◆ **Given problem**: From the line that includes "Please locate the mint leaf in" to the last line of the records, inclusive, repeat each line exactly.

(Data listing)

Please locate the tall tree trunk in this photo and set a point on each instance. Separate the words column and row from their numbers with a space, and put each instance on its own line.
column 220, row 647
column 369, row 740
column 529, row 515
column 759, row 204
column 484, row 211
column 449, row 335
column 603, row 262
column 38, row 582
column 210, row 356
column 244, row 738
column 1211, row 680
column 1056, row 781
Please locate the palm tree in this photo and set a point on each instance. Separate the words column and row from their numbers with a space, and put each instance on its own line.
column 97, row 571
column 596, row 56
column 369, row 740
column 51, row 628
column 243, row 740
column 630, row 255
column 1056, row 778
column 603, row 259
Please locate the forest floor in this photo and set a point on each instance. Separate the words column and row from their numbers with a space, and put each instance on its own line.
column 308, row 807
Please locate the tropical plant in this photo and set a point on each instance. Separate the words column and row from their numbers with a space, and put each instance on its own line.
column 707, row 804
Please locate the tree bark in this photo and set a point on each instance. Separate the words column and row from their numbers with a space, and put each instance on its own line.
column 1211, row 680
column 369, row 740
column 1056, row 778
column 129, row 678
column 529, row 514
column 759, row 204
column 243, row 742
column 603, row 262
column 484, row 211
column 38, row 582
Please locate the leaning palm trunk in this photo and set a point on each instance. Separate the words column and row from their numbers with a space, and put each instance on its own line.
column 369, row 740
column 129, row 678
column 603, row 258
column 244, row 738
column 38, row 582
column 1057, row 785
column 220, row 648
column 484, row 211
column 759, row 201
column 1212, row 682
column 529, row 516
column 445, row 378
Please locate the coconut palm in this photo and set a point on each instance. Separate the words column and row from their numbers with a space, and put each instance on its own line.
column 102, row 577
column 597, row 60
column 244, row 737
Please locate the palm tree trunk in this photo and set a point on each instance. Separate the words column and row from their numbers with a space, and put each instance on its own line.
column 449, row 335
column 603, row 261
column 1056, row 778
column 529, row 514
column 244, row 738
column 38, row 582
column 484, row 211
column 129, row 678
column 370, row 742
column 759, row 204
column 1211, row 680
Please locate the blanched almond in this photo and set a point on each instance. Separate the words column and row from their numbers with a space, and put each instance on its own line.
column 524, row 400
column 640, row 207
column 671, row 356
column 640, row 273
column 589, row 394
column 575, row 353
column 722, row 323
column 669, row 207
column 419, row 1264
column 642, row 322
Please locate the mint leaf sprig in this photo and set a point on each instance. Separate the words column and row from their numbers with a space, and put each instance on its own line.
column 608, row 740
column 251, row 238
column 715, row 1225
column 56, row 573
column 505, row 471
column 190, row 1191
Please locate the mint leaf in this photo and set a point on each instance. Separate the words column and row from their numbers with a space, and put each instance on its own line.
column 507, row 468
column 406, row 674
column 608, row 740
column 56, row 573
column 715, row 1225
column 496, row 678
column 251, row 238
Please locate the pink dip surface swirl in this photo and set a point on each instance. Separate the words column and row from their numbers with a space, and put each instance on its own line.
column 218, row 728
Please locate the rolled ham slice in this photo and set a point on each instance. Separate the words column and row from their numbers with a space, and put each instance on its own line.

◆ **Answer in full**:
Please locate the mint leaf in this photo and set a point on each instance. Separate the words column and row from their numbers with a space, and put each instance on its own line.
column 507, row 468
column 406, row 674
column 608, row 740
column 56, row 573
column 715, row 1225
column 496, row 678
column 251, row 238
Please locate the pink dip surface swirl in this photo and set a point on each instance. Separate the words column and row from their numbers with a space, and put each instance on its own line.
column 218, row 728
Please locate the rolled ham slice in this photo and set a point on each instance. Separate the words column and row from their numbers with a space, and put each instance on its own line.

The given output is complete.